**ASSIGNMENT:** The entries below must be transcribed exactly. Leave nothing out.

(Point-per-instance localization data)
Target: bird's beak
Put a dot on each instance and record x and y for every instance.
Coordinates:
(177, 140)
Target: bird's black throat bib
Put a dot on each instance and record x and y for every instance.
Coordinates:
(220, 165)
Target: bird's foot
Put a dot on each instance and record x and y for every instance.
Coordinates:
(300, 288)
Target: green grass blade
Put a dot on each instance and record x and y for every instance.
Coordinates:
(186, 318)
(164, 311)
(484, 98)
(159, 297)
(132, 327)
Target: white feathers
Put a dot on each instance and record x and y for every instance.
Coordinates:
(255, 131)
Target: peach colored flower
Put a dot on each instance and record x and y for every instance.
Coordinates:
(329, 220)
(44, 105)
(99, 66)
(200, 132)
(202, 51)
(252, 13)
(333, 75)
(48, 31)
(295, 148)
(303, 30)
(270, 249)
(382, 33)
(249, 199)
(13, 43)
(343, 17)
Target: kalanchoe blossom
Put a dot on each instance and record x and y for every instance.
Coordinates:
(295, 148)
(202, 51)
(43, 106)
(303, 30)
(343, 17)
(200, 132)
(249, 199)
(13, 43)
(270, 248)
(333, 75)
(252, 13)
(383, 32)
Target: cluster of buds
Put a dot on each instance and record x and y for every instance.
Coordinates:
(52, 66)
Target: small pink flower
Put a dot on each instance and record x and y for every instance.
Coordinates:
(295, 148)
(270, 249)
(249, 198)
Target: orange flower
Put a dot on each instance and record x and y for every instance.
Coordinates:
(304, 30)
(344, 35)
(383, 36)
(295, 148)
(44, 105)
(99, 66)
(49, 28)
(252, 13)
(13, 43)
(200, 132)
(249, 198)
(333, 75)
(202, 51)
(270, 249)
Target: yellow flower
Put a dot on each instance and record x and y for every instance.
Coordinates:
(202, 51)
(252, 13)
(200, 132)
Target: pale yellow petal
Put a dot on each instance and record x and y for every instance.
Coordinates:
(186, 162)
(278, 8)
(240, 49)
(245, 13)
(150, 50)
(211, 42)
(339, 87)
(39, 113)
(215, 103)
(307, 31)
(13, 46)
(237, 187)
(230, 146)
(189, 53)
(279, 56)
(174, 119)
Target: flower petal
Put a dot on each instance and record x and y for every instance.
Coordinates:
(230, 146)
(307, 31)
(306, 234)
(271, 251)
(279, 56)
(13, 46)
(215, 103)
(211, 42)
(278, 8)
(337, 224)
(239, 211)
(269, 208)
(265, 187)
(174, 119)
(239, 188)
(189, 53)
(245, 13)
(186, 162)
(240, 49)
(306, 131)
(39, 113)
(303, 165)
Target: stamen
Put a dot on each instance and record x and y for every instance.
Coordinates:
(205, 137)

**ANSWER SECTION:**
Target: bird's beak
Put a dot on each instance and record x and y for every instance.
Coordinates:
(177, 140)
Target: bird's black throat bib
Put a dot on each instance and record x and y for every instance.
Coordinates:
(220, 165)
Target: bird's foot
Put a dot on each instance and record x and y for every instance.
Coordinates:
(300, 288)
Target: green grass blade
Put a dot on each instance and record x and y for every instance.
Coordinates:
(186, 318)
(164, 311)
(484, 98)
(159, 297)
(132, 327)
Target: white feathers
Put a dot on each instance and record x and y for every instance.
Coordinates:
(255, 131)
Target: peach colored flower
Put a dot on each instance and record x and y for every instance.
Coordinates:
(329, 220)
(44, 105)
(99, 66)
(200, 132)
(202, 51)
(252, 13)
(333, 75)
(48, 31)
(295, 148)
(303, 30)
(270, 249)
(382, 33)
(249, 199)
(13, 43)
(343, 17)
Target: kalanchoe blossom
Put a dot on each instance and record x and y for every instance.
Coordinates:
(295, 148)
(202, 51)
(43, 106)
(303, 30)
(343, 17)
(200, 132)
(249, 199)
(13, 43)
(270, 248)
(333, 75)
(252, 13)
(383, 32)
Target: cluster of buds
Put a dot on each instance and record x and y for every instance.
Coordinates:
(52, 66)
Target: small pink flower
Put a dot on each instance and record x and y for every instance.
Coordinates:
(295, 148)
(270, 249)
(249, 198)
Target: orange flower
Put a dot on each instance and record x and y for every instance.
Coordinates:
(304, 30)
(344, 35)
(383, 36)
(295, 148)
(44, 105)
(99, 66)
(49, 28)
(252, 13)
(13, 43)
(200, 132)
(249, 198)
(333, 75)
(202, 51)
(270, 249)
Target: yellow flower
Put a dot on each instance and record x and y for every instance.
Coordinates:
(202, 51)
(252, 13)
(200, 132)
Target: pale yellow petal
Put a dot on each instance and record x and y for every instance.
Coordinates:
(186, 162)
(278, 8)
(240, 49)
(245, 13)
(150, 50)
(211, 42)
(339, 87)
(39, 113)
(215, 103)
(307, 31)
(13, 46)
(237, 187)
(230, 146)
(189, 53)
(279, 56)
(174, 119)
Target: flower petal
Put a dot on each instance and record x and y for every instance.
Coordinates:
(230, 146)
(307, 31)
(306, 234)
(271, 251)
(279, 56)
(13, 46)
(215, 103)
(211, 42)
(278, 8)
(337, 224)
(239, 211)
(269, 208)
(265, 187)
(174, 119)
(239, 188)
(189, 53)
(245, 13)
(186, 162)
(240, 49)
(306, 131)
(39, 113)
(303, 165)
Target: stamen
Put a dot on each instance and record x and y for every instance.
Coordinates:
(205, 137)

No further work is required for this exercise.